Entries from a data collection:
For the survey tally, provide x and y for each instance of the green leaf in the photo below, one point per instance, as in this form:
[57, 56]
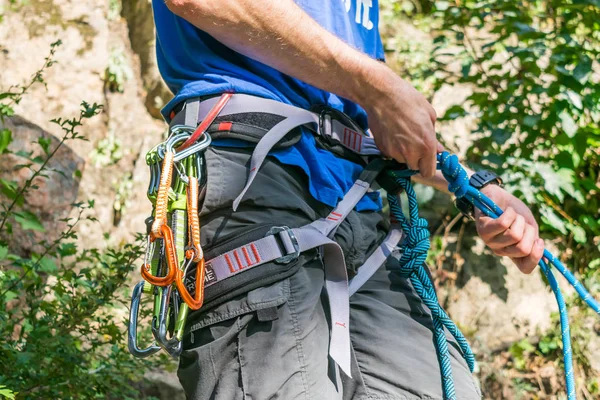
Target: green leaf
[568, 124]
[29, 221]
[47, 265]
[578, 233]
[10, 295]
[531, 120]
[5, 140]
[45, 144]
[7, 393]
[552, 220]
[67, 249]
[575, 98]
[582, 70]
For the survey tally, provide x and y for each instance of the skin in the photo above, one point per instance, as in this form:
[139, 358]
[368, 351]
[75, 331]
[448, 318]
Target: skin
[281, 35]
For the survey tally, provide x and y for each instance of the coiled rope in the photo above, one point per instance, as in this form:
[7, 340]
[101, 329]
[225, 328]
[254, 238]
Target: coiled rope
[412, 264]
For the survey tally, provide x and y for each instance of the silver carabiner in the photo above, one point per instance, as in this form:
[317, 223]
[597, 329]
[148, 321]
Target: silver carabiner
[172, 346]
[198, 147]
[132, 345]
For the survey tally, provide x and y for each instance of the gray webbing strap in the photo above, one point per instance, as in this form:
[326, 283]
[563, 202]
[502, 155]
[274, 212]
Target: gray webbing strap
[192, 112]
[243, 103]
[296, 241]
[375, 260]
[270, 139]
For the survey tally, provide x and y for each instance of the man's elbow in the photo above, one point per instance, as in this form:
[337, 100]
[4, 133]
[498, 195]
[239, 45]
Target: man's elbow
[188, 7]
[179, 7]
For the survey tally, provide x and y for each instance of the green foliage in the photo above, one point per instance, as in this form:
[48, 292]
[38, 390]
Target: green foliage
[536, 101]
[108, 151]
[117, 71]
[62, 334]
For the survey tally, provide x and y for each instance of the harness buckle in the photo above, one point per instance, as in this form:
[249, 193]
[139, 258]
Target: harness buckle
[292, 240]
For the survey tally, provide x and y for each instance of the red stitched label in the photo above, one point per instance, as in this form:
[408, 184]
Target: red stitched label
[209, 275]
[225, 126]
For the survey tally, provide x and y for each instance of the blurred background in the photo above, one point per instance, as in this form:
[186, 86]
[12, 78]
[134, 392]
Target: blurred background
[516, 86]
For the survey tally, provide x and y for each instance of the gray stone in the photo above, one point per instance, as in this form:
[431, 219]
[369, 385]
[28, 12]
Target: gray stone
[52, 199]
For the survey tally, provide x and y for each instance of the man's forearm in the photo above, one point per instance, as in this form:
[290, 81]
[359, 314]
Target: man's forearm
[281, 35]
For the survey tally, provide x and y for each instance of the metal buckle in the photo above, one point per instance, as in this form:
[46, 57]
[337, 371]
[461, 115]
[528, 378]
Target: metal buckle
[288, 257]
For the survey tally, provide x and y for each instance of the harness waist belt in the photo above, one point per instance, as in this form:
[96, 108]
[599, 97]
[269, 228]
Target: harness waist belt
[328, 124]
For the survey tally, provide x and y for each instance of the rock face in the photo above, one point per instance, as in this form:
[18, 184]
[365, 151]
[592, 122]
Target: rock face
[51, 201]
[138, 14]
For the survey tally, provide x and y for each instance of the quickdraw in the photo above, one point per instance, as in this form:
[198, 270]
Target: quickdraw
[176, 185]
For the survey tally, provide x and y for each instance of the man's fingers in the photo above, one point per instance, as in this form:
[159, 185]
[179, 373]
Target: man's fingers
[511, 236]
[427, 166]
[488, 227]
[524, 247]
[527, 264]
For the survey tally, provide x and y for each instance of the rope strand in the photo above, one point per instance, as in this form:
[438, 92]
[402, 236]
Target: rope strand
[412, 265]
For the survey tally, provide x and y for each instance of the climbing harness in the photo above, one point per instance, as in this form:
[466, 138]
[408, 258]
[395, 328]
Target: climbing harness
[180, 275]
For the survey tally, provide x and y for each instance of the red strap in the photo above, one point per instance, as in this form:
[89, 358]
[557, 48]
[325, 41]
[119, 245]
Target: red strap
[210, 117]
[225, 126]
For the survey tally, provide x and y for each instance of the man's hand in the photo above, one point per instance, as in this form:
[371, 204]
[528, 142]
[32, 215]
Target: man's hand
[514, 234]
[289, 40]
[402, 122]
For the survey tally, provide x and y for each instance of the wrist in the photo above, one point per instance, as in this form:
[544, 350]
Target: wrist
[371, 83]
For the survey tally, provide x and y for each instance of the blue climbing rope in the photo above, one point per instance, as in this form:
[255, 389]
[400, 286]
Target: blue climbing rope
[412, 265]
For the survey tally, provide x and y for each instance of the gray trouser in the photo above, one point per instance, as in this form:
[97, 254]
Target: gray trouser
[272, 343]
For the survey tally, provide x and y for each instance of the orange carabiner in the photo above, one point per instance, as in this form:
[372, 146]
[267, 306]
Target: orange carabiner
[193, 191]
[172, 263]
[196, 302]
[194, 253]
[162, 198]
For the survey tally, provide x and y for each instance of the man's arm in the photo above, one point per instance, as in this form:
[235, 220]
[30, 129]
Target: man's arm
[514, 234]
[281, 35]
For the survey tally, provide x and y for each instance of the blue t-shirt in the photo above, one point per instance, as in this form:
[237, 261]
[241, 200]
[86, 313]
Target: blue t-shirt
[193, 63]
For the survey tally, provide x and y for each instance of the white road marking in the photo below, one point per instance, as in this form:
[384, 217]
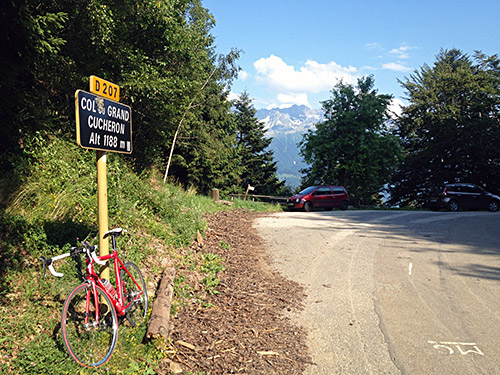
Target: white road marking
[458, 345]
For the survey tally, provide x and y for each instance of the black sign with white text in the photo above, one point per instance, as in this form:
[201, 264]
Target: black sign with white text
[102, 124]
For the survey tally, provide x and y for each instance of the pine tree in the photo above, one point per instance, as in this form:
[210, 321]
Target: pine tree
[259, 167]
[450, 129]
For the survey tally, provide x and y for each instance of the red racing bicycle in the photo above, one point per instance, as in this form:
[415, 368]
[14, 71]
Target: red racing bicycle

**CHALLENGE**
Extract every line of the entries above and reproduce each one verbatim, leaving out the pictures.

**SOLUTION FOR THIS TASK**
For the survey tally, provide x and y for each instance of the green leaf in the photo below, one point per instance, as in this form:
[57, 56]
Target: green leaf
[568, 124]
[29, 221]
[47, 265]
[578, 233]
[10, 295]
[531, 120]
[5, 140]
[45, 144]
[7, 393]
[552, 220]
[67, 249]
[575, 98]
[582, 70]
For the survey tally, provide x and y for each instance of the skin in the photo above, one point per instance, as in this form:
[139, 358]
[368, 351]
[75, 331]
[448, 318]
Target: skin
[281, 35]
For the survey tally, provide x and y for each instance of the coiled rope in the photo above, one point per instance, as in this form:
[7, 340]
[101, 329]
[225, 328]
[254, 238]
Target: coiled rope
[412, 264]
For the survey tally, provide x and y for each instance of the silver carabiner in the photo above, one point per instance, as in this form:
[317, 223]
[597, 329]
[148, 321]
Target: silver carabiner
[172, 346]
[198, 147]
[132, 345]
For the survey tally, provide x and y for each instance of the gray webbing strap in the photo above, one point per instance, as in this form:
[326, 283]
[563, 202]
[502, 155]
[274, 212]
Target: gray webbing strap
[192, 112]
[243, 103]
[296, 241]
[375, 260]
[270, 139]
For the survey tally, provide x and y for each instance of the man's elbow in the photo above, one point per instance, as in this form:
[337, 100]
[4, 133]
[498, 195]
[239, 45]
Target: man's elbow
[188, 7]
[179, 7]
For the survey tally, provide x and y for each instance of the green foliage in the photo above, one point per instance, as in this form:
[48, 292]
[38, 390]
Target: green foliage
[536, 101]
[108, 151]
[117, 71]
[62, 334]
For the survey tally, provide x and y for each instance of the harness buckle in the photo above, one point per instance, as in this form:
[249, 193]
[139, 258]
Target: harness buckle
[292, 240]
For the survey tally, provide x and y for each instance of the red stitched label in the photo above, one point per instance, as in this form:
[408, 184]
Target: red stitched label
[209, 275]
[225, 126]
For the survey tally, provide x and y for each instance of the blurred background in the photo above, one point per instance, as in this form:
[186, 86]
[12, 78]
[134, 392]
Target: blurred background
[516, 86]
For the survey tally, provide x and y for each instance of the gray stone in the photo above, one point per instance, as in this form:
[431, 219]
[369, 385]
[28, 12]
Target: gray stone
[52, 199]
For the survey tally, provide x and y for each instance of the man's forearm in the photo above, one point per instance, as in this form:
[290, 81]
[359, 314]
Target: man's forearm
[281, 35]
For the survey tally, provide x and y for each instance of the metal buckle in the photo above, one point per instance, as in this form:
[46, 57]
[337, 371]
[461, 115]
[528, 378]
Target: metal buckle
[288, 257]
For the survey tally, provide x and y for each instance of the harness waist belt in the photo above, one point per instance, as in this form:
[96, 108]
[599, 97]
[269, 228]
Target: harness waist belt
[328, 124]
For the survey tally, provide x and y for each instance of the rock face in the photo above, one point per instance, as in this form:
[18, 184]
[365, 151]
[592, 122]
Target: rock face
[51, 201]
[138, 14]
For the survey tally, provide x and y for each instance of the quickdraw in the photo above, one point per instance, as in this form:
[198, 270]
Target: quickdraw
[176, 185]
For the survey tally, provide x and y for each instance of the man's fingers in the photo above, one point per instance, as in this form:
[159, 185]
[179, 373]
Target: man's fingers
[511, 236]
[427, 166]
[488, 227]
[524, 247]
[527, 264]
For the survey tally, provide x and y for each instance of the rope strand in the photo above, one point per instance, as in this form:
[438, 92]
[402, 236]
Target: rope strand
[412, 265]
For the survey tally, provide x and y for each instance of the climbing harness in the photo above, one point per instance, as in this form:
[466, 138]
[408, 258]
[395, 328]
Target: climbing harness
[180, 275]
For the survey tally, provide x and y for each instance of the red strap in the photo above, one point per instance, as in this form:
[89, 358]
[557, 48]
[325, 41]
[119, 245]
Target: red strap
[210, 117]
[225, 126]
For the survey tally, provide x and y for each instance of the man's hand in the photo above, one point per instance, as in this form:
[371, 204]
[528, 142]
[32, 215]
Target: man's hand
[514, 234]
[289, 40]
[402, 122]
For the survey tally, provide x and y for each instance of the wrist in the photo above, one point per instance, as in this form:
[544, 350]
Target: wrist
[371, 83]
For the survey tally, provide x and y for each instance of the blue climbing rope in the photo above, one point per instance, as in this form:
[255, 389]
[400, 286]
Target: blue climbing rope
[412, 265]
For the survey tally, provide x and y for each instance of the gray trouser in the photo above, one point per instance, as in this form:
[97, 254]
Target: gray trouser
[272, 343]
For the survey tally, provide x and y for each instance of the orange carabiner in the photo above, one point per instance, as in this form:
[372, 146]
[267, 306]
Target: orange carabiner
[193, 191]
[172, 263]
[196, 302]
[194, 253]
[162, 198]
For the survey tally, provide x and y for each instance of the man's arm in the photo above, one point per instance, as in this form:
[235, 220]
[30, 129]
Target: man's arm
[514, 234]
[281, 35]
For the survey tally, provide x and y for each instance of the blue t-shirt in the photo above, one point per instance, as in this form:
[237, 261]
[241, 200]
[86, 313]
Target: blue t-shirt
[193, 63]
For the survey tally, provide x and y for each instance of the white road marking in the photo below, one point per instance, as in this form:
[384, 217]
Target: white road marking
[458, 345]
For the survey tally, provide x and y for each instance of the black sign with white text in the photo above, one point per instance, as in this form:
[201, 264]
Target: black sign with white text
[102, 124]
For the survey tally, provide x and y for each instance of the pine tree in the photo above, one point per instance, as in this form:
[210, 321]
Target: pine tree
[259, 167]
[450, 129]
For the survey tally, provide x and y for each instance of the red racing bicycle in the photo above, one point per instance, as in this form:
[415, 368]
[14, 71]
Target: red racing bicycle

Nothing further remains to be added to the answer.